■ **Gestelde opgave**:
Geef alle onderstaande vermeldingen letterlijk opnieuw weer, maar laat de afbeeldingen daarbij weg.

───── Aangeleverde gegevens

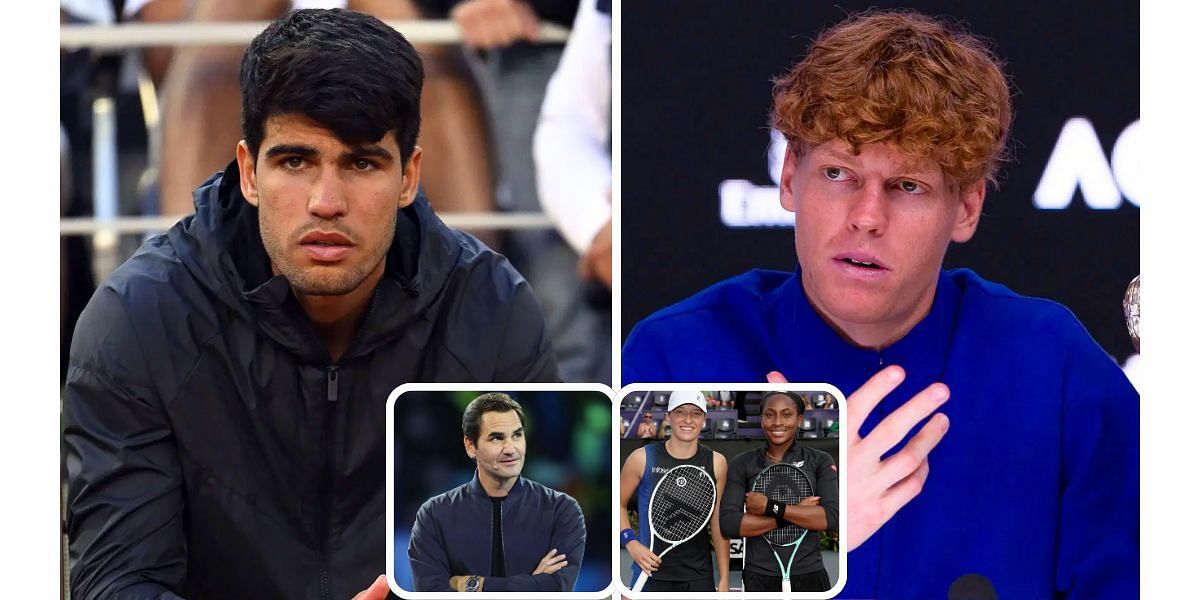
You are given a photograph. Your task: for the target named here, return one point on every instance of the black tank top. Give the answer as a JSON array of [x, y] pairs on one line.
[[694, 558]]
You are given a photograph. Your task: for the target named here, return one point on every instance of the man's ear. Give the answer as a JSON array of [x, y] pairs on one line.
[[969, 210], [785, 180], [412, 179], [246, 174]]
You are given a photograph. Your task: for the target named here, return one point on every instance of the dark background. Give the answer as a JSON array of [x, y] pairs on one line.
[[696, 99], [568, 448]]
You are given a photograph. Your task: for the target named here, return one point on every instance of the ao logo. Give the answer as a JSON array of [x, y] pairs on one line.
[[1078, 161]]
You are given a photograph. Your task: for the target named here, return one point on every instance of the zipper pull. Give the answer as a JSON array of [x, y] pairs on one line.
[[331, 384]]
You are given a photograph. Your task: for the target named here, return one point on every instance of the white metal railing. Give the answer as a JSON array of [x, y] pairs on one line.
[[141, 35], [115, 226], [107, 225]]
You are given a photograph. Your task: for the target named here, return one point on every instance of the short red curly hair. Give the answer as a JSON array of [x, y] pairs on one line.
[[928, 88]]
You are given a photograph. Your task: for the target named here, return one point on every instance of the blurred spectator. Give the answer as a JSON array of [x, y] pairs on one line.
[[647, 429], [201, 105], [574, 173]]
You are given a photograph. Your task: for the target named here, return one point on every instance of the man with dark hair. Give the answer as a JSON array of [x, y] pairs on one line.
[[535, 534], [895, 123], [221, 414]]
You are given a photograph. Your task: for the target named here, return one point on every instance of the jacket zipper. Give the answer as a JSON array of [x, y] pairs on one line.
[[503, 550], [327, 475], [325, 489]]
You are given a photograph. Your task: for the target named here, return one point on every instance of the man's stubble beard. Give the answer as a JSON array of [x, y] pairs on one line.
[[322, 281]]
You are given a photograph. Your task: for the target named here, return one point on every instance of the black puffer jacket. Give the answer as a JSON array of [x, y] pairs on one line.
[[214, 450]]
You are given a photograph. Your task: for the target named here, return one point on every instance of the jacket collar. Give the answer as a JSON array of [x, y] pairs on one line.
[[477, 487]]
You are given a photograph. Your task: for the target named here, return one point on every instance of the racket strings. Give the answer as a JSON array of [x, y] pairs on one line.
[[682, 505], [787, 485]]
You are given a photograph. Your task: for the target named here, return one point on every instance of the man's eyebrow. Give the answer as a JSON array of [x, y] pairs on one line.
[[292, 149], [367, 151], [840, 155]]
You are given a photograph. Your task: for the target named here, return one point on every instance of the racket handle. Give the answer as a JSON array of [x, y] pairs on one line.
[[641, 581]]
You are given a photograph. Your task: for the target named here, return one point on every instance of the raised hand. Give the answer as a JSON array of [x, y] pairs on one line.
[[879, 487]]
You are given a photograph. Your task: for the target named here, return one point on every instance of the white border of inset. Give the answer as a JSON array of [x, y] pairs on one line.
[[391, 475], [732, 387]]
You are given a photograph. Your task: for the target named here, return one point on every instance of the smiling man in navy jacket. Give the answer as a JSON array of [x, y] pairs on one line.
[[894, 124], [537, 534]]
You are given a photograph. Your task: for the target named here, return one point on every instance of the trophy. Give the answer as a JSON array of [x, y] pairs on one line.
[[1132, 306]]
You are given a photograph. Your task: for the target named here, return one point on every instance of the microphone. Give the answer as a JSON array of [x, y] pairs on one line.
[[972, 587]]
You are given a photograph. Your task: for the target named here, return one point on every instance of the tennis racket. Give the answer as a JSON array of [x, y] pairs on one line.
[[681, 505], [789, 485]]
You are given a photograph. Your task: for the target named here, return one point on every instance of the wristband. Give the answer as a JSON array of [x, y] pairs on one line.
[[775, 509], [627, 535]]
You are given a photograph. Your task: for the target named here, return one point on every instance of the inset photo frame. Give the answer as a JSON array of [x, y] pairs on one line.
[[682, 451], [499, 490]]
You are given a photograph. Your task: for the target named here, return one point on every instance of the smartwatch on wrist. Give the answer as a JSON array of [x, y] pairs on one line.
[[627, 535], [473, 583]]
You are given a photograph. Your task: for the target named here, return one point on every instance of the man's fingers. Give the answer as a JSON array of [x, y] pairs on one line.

──────────

■ **Volledig antwoord**:
You are given a photograph. Your task: for the target named here, return one point on every instance of the black tank top. Give the answer as a JSON array of [x, y] pairs on one line.
[[694, 558]]
You are given a photograph. Your task: for the target named here, return one point on every instance of the man's ear. Give the answer as a JSON array of [x, y] pairs on one line.
[[969, 210], [785, 180], [412, 179], [246, 174]]
You are given a photograph. Your task: for the target named here, return one point on every instance of the dark background. Give the answer as a JSON array of [x, y] pairs on one line.
[[696, 99], [568, 448]]
You are given a photograph. Your task: for the target named here, return one point on every instance of the ao logo. Give the answer as a JSON array of [x, y] pairs on one line.
[[1078, 161]]
You are given a photograph. Your task: for the target named here, return one point on every instance of the zipper pull. Give the answer as a JSON array of [x, y] pairs on one line.
[[331, 384]]
You are given a photograph. Your task: for the target named here, return one point on every instance of the white metal railing. Give the answer as a JSON array of [x, y] pairs on one line.
[[141, 35], [115, 226], [107, 225]]
You are given a photograph. Your task: for the target named here, return one point on every instance of the short red curly hair. Give the answer as a JSON array of [x, y] pairs on one line.
[[928, 88]]
You are given a photograph. Your task: for the target named here, return one point on every instance of the blurred spectator. Give the answer as a JSON array of [x, y] pairs on one line.
[[647, 429], [201, 105], [574, 173]]
You are given a photograph. Your task: for the target named here, return one point on every instance of the man with dark hair. Give the answer as a JSON array of [x, y] pairs on one line.
[[535, 534], [895, 123], [221, 414]]
You are given a photograph. Your task: for the target named here, return one point on every instance of the jacket zipper. Give the answer as a JSON array of [x, y] pairs on one line.
[[503, 550], [327, 475], [325, 489]]
You are given a photograph. Your task: for the target named here, return one point on every instance of the man's stubble beard. Give the answer as a JSON array of [x, y] pairs on one line.
[[322, 281]]
You are given a photograph. Your task: for the target named here, return one point on every instance of the black puffer jacket. Give the answer as a JSON array of [x, y] pairs on one line.
[[214, 450]]
You are given a photograph. Your task: for the target named here, return one point on every instance of the jacket collar. Give the answer as a JSON array of [x, y] pairs on one line.
[[477, 487]]
You are given a photograph. Your task: for the target named here, return one point on every instance of the racket strings. Give the answer as a JSON array of [x, y] pairs on one line.
[[682, 505], [787, 485]]
You are given a photograph. Your task: for the target named here, return one point on every instance of the man's eyebrow. Give the answer as a JSON array of [x, y] pairs on one line.
[[292, 149], [367, 151], [840, 155]]
You are given a photograph. Your task: for the target named here, return one point on every instance of the racket handle. Give the answer as a JSON array of [x, y] pairs on one line.
[[641, 581]]
You are given a photograph. Your task: for the target named here, return one point on every instance of the raised hand. Give the answer as a JSON array of [x, y] pairs on one line.
[[879, 487]]
You are given a photograph. Your task: for the target named here, return one point on every instance of the white border of inset. Give the answer as a JSON array of [x, y] pairs on one line.
[[391, 475], [732, 387]]
You are given a photograph. Your task: for the target named here, return one point on every instance of the smiling man in navy jacket. Give the answer as a JSON array of [x, y] pairs on one line.
[[894, 124], [537, 534]]
You are given a photograph. Your task: for the target named here, return one point on every instance of the trophy. Give the answer as a JSON array of [x, y] pairs on one line.
[[1132, 306]]
You are given a photograph. Your task: for the target named here, return one point on every instance of the microphone. Give the answer as a JSON array of [x, y] pairs on one line.
[[972, 587]]
You are given a photograph. Your task: for the target named here, return one point on every instance of the tennis racket. Give the answer as a JSON array of [x, y] pairs on one line.
[[681, 505], [789, 485]]
You are given a photograph. Your task: for the target named here, return one point on every instance of the wristband. Give the answer as a JSON array of [x, y] pairs on one line.
[[775, 509], [627, 535]]
You are given a photograph. Your task: for the target named here, return one point on every instance of the inset photo frame. Give the answer as a JSON array of [x, y] pairs on one line.
[[682, 451], [499, 490]]
You are given a photograph. Your task: for the target named here, return one point on every instance of the smartwatch on wrist. Give the answer as a JSON array of [x, y] pairs on one line.
[[627, 535], [473, 583]]
You are given a photograph. Your task: for the target named here, return one point on every instance of the man's fingers. Give the answer as a JSON array of [x, y] pairs on one line.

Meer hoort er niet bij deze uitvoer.